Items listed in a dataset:
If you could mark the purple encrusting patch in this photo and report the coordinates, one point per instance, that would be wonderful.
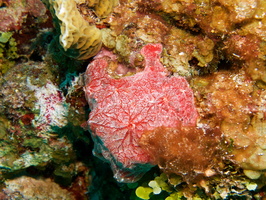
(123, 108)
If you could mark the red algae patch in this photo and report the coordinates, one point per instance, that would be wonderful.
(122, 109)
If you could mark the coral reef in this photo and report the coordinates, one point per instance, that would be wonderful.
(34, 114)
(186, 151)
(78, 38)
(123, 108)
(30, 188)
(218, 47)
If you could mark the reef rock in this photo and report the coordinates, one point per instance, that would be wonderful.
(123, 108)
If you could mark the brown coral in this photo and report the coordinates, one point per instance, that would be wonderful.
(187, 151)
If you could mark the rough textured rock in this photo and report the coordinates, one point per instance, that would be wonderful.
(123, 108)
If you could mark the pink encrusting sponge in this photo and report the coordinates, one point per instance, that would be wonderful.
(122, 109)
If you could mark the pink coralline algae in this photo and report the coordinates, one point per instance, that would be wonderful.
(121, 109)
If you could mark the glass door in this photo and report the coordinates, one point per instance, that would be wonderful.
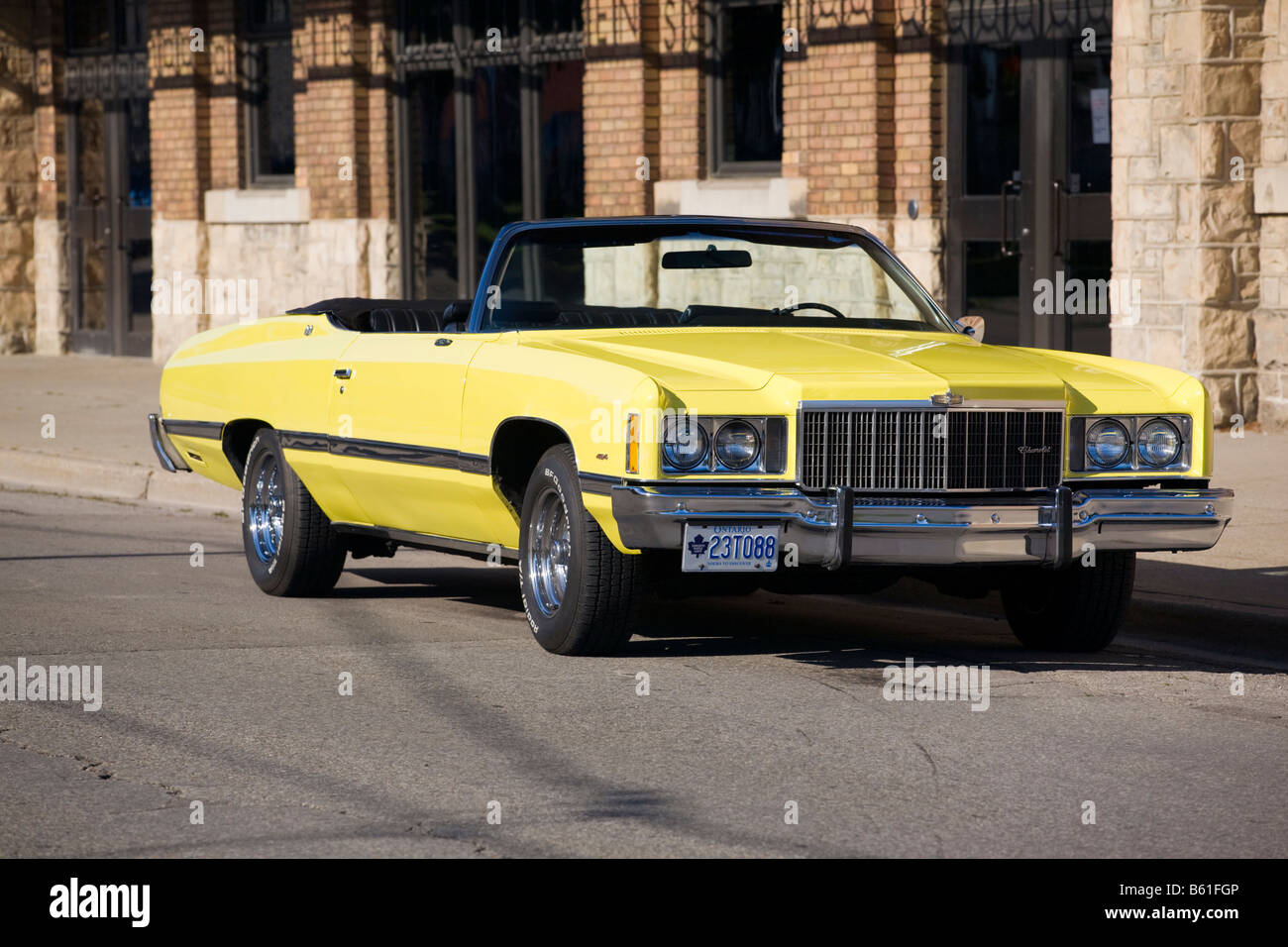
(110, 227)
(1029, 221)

● **Your assignment**: Write out every record above exactly, leaving no picture in the result.

● **Answer box**:
If you could mark the purple encrusting patch in this photo and report the coordinates, one point per instance, that would be wonderful.
(123, 108)
If you could mark the red algae patch in this photo and report the coordinates, one point per instance, that would be wonderful.
(122, 109)
If you could mark the coral reef in this photo and report the coordinates, one point per instance, that would be wonderful.
(34, 114)
(186, 151)
(78, 38)
(123, 108)
(30, 188)
(218, 47)
If you could mark the reef rock in this photo and report the coordinates, one point per instance, that would be wonderful.
(123, 108)
If you could mark the brown coral in this photo and report the coordinates, one point per instance, that would be wonderful.
(187, 151)
If you could mark the rough textured rock in this photo and report the coordinates, one point per instance, that would be wonderful.
(123, 108)
If you could mark the pink encrusting sponge in this photo and report the coordinates, one point per instance, that would be wonderful.
(122, 109)
If you could mark the pink coralline algae in this photo and report the coordinates, one point per instance, that would be wonderful.
(121, 109)
If you could mark the glass door in this photo and report the coordinates, one point per instance, that would be wonderful.
(110, 227)
(1029, 221)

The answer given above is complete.